◆ Provided passage:
---

The COVID-19 pandemic is speeding up changes in supply chains and the demand for certain products and services. Some sectors of the economy will shrink, requiring workers to move into other types of jobs. Chicago Booth’s Randall S. Kroszner says it may be time to rethink how unemployment works in order to better help the unemployed transition to new positions.
A key challenge that policy makers are going to face is moving from short-term support—which was very, very important initially—to thinking about a restructured economy: thinking about how the transportation sector is going to be much smaller, thinking about fewer people going to shopping malls. There are a number of trends that were already out there—for example, fewer people going to brick-and-mortar stores, going to shopping malls. This is going to drive that trend.
In terms of supply chains, there was a move away from having so many supply chains based in China, not only because of the trade disputes, but also because it’s been developing and is no longer the cheap place to do the manufacturing. There are a lot of other places in Asia—in Vietnam, Malaysia, etc.—where a lot of manufacturing was moving anyway. But the combination of these policy changes and challenges, and the disruptions that have come from some of these health issues and the consequences of policy changes from there, are going to drive these trends to move even more rapidly.
Policy makers need to understand that they can’t simply build a bridge back to where we were before, but have to try to look at going forward.
What that means is, don’t try to freeze in place all of the payments and wages that we had from before. A number of those jobs will eventually not be there. A number of those jobs will have to change. There will have to be some transition.

---

◆ Given data:
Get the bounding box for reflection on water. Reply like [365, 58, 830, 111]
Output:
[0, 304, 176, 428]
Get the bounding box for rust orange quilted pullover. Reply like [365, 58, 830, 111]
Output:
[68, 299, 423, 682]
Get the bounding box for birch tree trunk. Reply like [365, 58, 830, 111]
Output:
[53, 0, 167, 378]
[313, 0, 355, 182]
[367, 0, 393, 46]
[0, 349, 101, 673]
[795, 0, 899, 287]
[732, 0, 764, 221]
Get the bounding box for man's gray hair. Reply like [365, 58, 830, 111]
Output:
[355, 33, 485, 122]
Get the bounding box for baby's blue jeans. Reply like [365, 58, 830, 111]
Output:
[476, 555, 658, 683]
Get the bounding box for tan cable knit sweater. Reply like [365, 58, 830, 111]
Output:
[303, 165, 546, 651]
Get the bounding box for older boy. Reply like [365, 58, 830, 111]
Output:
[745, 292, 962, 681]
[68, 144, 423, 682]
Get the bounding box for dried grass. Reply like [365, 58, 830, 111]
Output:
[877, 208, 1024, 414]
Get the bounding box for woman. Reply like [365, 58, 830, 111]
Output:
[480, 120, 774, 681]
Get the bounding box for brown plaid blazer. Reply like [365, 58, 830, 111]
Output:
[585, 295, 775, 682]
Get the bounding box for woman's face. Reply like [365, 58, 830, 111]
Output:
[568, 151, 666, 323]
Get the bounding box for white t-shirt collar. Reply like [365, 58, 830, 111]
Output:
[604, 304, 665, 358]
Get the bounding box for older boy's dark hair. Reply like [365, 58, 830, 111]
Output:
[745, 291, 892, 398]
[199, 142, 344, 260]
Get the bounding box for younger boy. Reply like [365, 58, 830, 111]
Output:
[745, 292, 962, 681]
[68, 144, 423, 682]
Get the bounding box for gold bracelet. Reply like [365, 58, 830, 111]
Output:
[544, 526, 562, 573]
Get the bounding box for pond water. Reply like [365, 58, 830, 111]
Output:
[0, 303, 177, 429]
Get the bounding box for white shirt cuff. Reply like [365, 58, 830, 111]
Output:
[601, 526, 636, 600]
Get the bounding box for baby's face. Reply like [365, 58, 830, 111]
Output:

---

◆ Directions:
[A] Revise the passage on the pandemic and the economy from "The COVID-19 pandemic" up to and including "drive that trend.", changing "shopping malls" to "retail centers".
[B] Carry on the passage on the pandemic and the economy, starting after its final sentence.

◆ Answer section:
[A]
The COVID-19 pandemic is speeding up changes in supply chains and the demand for certain products and services. Some sectors of the economy will shrink, requiring workers to move into other types of jobs. Chicago Booth’s Randall S. Kroszner says it may be time to rethink how unemployment works in order to better help the unemployed transition to new positions.
A key challenge that policy makers are going to face is moving from short-term support—which was very, very important initially—to thinking about a restructured economy: thinking about how the transportation sector is going to be much smaller, thinking about fewer people going to retail centers. There are a number of trends that were already out there—for example, fewer people going to brick-and-mortar stores, going to retail centers. This is going to drive that trend.

[B]
So what that means is thinking about providing unemployment not just for preserving the jobs that are there, but for thinking about people going into a transition.
For example, a proposal that my colleagues and I put forward when I was working in the White House after 9/11 was to change the way unemployment works, change it into something called a personal reemployment account.
Rather than having unemployment be based on where you are—that is, you get it from the state and then it comes out as a monthly payment over a certain number of months—what you could do is you could try to make that a larger lump sum forward, to allow people to move if they need to, allow people to do retraining if they need to, allow people to pay for childcare or other things like that. So it gives them much, much more flexibility.
Also, one of the challenges that’s associated with the unemployment system now is that it gives people an incentive to stay unemployed longer. If you look at the people getting jobs after unemployment, it tends to be a very high incidence of people moving out of unemployment back to jobs in the first few weeks, and then again toward the end of the time that unemployment is available. And so there are incentives there to stretch out the time that you could be unemployed. This is going to be even more true with unemployment benefits being so high, at least in the short run.
Rather than give that incentive for people to wait, if you look at, for example, the present discounted value of what you expect to give as payments, or what you expect over a three-month or six-month horizon, give that up front into a personal reemployment account.
That’s going to give a lot more flexibility for people to do the things they need to do to make the transition to new parts of the country, new parts of the economy. And I think that’s something, thinking in those kinds of terms, to provide support for households that are facing unemployment.
But thinking about it as something that helps to speed transitions, rather than have the unintended consequences, sometimes slowing transitions, I think is a really important way to go.